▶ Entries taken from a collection
'''

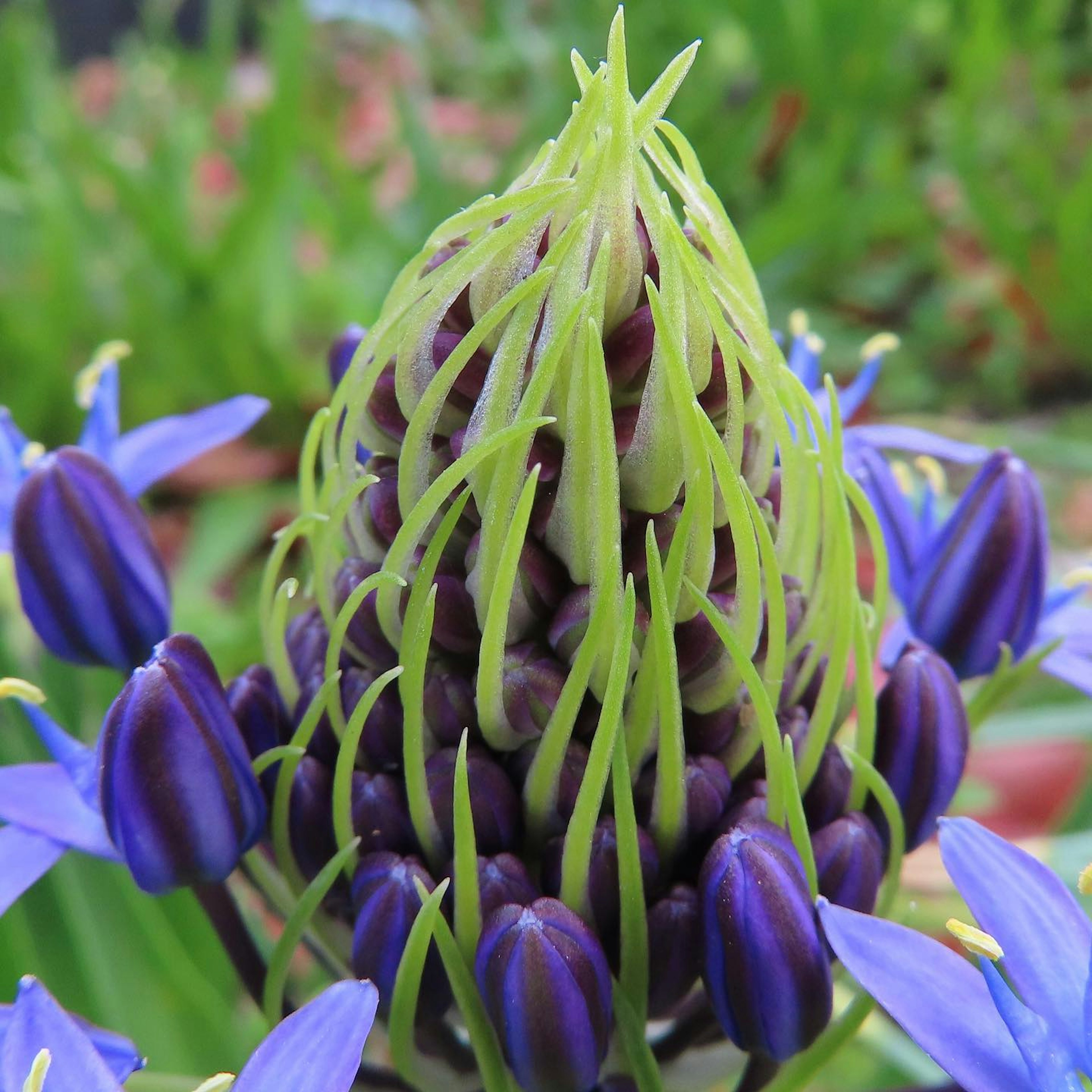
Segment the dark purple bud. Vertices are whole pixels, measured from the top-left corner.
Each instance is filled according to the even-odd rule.
[[[649,1016],[661,1019],[682,1000],[701,974],[698,892],[676,883],[649,911]]]
[[[519,857],[511,853],[478,857],[478,899],[483,922],[505,903],[530,906],[539,894],[542,892],[531,879],[527,866]]]
[[[432,814],[449,850],[454,846],[452,803],[456,753],[456,748],[444,747],[425,763]],[[489,758],[486,750],[471,747],[466,751],[466,780],[470,783],[471,814],[478,852],[489,856],[515,848],[523,833],[523,812],[508,774]]]
[[[79,448],[45,455],[23,482],[12,553],[23,612],[61,660],[131,672],[170,630],[170,591],[144,513]]]
[[[401,778],[389,773],[353,773],[353,833],[360,853],[413,853],[417,846],[406,791]]]
[[[698,881],[705,989],[740,1049],[784,1061],[830,1020],[833,987],[804,866],[765,820],[721,835]]]
[[[819,769],[804,794],[804,815],[811,830],[826,827],[845,812],[852,783],[853,771],[842,758],[842,751],[836,744],[828,744],[819,760]]]
[[[652,835],[641,827],[637,829],[641,855],[641,878],[645,895],[652,891],[660,873],[660,854]],[[548,894],[561,890],[561,858],[565,836],[550,839],[543,852],[543,889]],[[587,899],[592,907],[595,930],[604,942],[618,935],[621,913],[621,893],[618,888],[618,832],[613,816],[601,819],[592,833],[592,855],[587,864]]]
[[[930,649],[911,645],[894,665],[876,700],[876,769],[902,808],[906,850],[937,829],[966,763],[970,729],[951,667]],[[875,800],[868,817],[887,838]]]
[[[347,325],[341,336],[331,344],[327,353],[327,365],[330,368],[330,385],[336,387],[348,371],[357,346],[364,341],[367,331],[355,322]]]
[[[458,747],[463,728],[479,737],[474,684],[456,670],[430,672],[425,678],[425,724],[441,747]]]
[[[615,327],[603,343],[603,356],[612,383],[626,387],[648,365],[652,359],[655,334],[652,308],[649,306],[639,307]]]
[[[252,759],[288,741],[292,721],[273,673],[264,664],[248,667],[227,685],[227,704]],[[261,775],[266,794],[276,785],[276,765],[272,765]]]
[[[334,579],[334,605],[336,608],[341,610],[353,591],[378,570],[378,565],[366,561],[363,557],[346,558]],[[348,624],[346,637],[371,664],[385,669],[394,666],[397,662],[397,654],[383,636],[379,618],[376,616],[377,595],[378,592],[370,592],[365,596],[364,602],[357,607]]]
[[[811,835],[819,893],[862,914],[876,909],[883,879],[883,842],[859,811],[835,819]]]
[[[429,892],[436,889],[417,857],[400,857],[396,853],[369,853],[360,858],[353,877],[353,973],[376,984],[383,1016],[390,1011],[399,963],[422,905],[415,879]],[[448,976],[431,943],[417,997],[417,1018],[440,1017],[450,1004]]]
[[[923,547],[906,612],[910,627],[958,678],[985,675],[997,666],[1002,642],[1013,660],[1031,648],[1046,568],[1038,482],[1011,452],[995,451]]]
[[[549,650],[521,641],[505,650],[503,701],[508,723],[526,736],[542,733],[561,696],[568,672]]]
[[[337,852],[334,841],[334,779],[330,768],[310,755],[299,760],[292,779],[288,832],[292,855],[308,880]]]
[[[739,724],[739,705],[733,703],[710,713],[682,710],[682,732],[688,751],[697,755],[720,755],[732,741]]]
[[[143,890],[224,880],[261,838],[265,798],[197,638],[156,645],[110,705],[98,748],[106,827]]]
[[[590,1092],[610,1038],[610,970],[563,903],[501,906],[486,921],[474,973],[523,1092]]]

'''

▶ TASK DIRECTIONS
Repeat everything in the records precisely. Images are excluded from the copy.

▶ TASK OUTPUT
Segment the dark purple bud. Vertices are whole pixels, measured from the top-left corner.
Each instance is filled according to the even-odd rule.
[[[649,1016],[661,1019],[682,1000],[701,974],[698,892],[676,883],[649,911]]]
[[[519,857],[511,853],[478,857],[478,899],[483,922],[505,903],[530,906],[539,894],[542,892],[531,879],[527,866]]]
[[[432,814],[449,850],[454,846],[452,803],[456,753],[456,748],[444,747],[425,763]],[[489,758],[486,750],[471,747],[466,751],[466,780],[470,783],[471,814],[478,852],[489,856],[515,848],[523,833],[523,812],[508,774]]]
[[[79,448],[45,455],[23,482],[12,553],[23,612],[61,660],[131,672],[170,630],[170,591],[144,513]]]
[[[401,778],[389,773],[353,773],[353,833],[360,853],[413,853],[417,846],[406,791]]]
[[[698,881],[705,989],[740,1049],[784,1061],[830,1020],[833,987],[804,866],[765,820],[721,835]]]
[[[819,769],[804,794],[804,815],[811,830],[826,827],[845,812],[852,783],[853,771],[842,758],[842,751],[836,744],[828,744],[819,760]]]
[[[652,835],[641,827],[637,829],[641,855],[641,878],[645,895],[652,891],[660,873],[660,854]],[[548,894],[561,890],[561,858],[565,836],[550,839],[543,852],[543,889]],[[587,899],[592,907],[595,930],[604,942],[618,935],[621,913],[621,893],[618,888],[618,832],[613,816],[601,819],[592,833],[592,855],[587,864]]]
[[[930,649],[911,645],[894,665],[876,700],[876,769],[902,808],[906,850],[937,829],[966,763],[970,729],[951,667]],[[875,800],[868,817],[887,838]]]
[[[347,325],[341,336],[331,344],[327,353],[327,365],[330,368],[330,385],[336,387],[348,371],[357,346],[364,341],[367,331],[355,322]]]
[[[458,747],[463,728],[479,737],[474,684],[456,670],[430,672],[425,678],[425,724],[441,747]]]
[[[615,327],[603,343],[603,356],[612,383],[626,387],[648,365],[652,359],[655,334],[652,308],[649,306],[639,307]]]
[[[252,759],[288,741],[292,721],[273,673],[264,664],[248,667],[227,685],[227,704]],[[261,775],[266,794],[276,785],[276,765],[272,765]]]
[[[334,579],[334,605],[336,608],[341,610],[353,591],[378,570],[378,565],[366,561],[363,557],[346,558]],[[348,624],[346,637],[371,664],[385,669],[394,666],[397,662],[397,654],[383,636],[379,618],[376,616],[377,595],[378,592],[370,592],[365,596],[364,602],[357,607]]]
[[[811,835],[819,893],[862,914],[876,909],[883,879],[883,842],[859,811],[835,819]]]
[[[429,892],[436,889],[417,857],[400,857],[396,853],[369,853],[360,858],[353,877],[353,973],[376,984],[383,1016],[390,1011],[399,963],[422,905],[415,879]],[[448,976],[431,943],[417,997],[417,1018],[440,1017],[450,1004]]]
[[[923,547],[906,612],[910,627],[958,678],[985,675],[997,666],[1002,642],[1013,660],[1031,648],[1046,568],[1038,482],[1011,452],[995,451]]]
[[[549,650],[521,641],[505,650],[503,701],[508,723],[526,736],[542,733],[561,696],[568,672]]]
[[[337,852],[334,841],[334,779],[330,768],[310,755],[299,760],[292,779],[288,832],[292,855],[308,880]]]
[[[739,724],[739,705],[733,703],[710,713],[682,710],[682,732],[688,751],[697,755],[720,755],[732,741]]]
[[[143,890],[224,880],[261,838],[265,798],[197,638],[156,645],[110,705],[98,748],[106,827]]]
[[[590,1092],[610,1038],[610,970],[563,903],[501,906],[486,921],[474,973],[523,1092]]]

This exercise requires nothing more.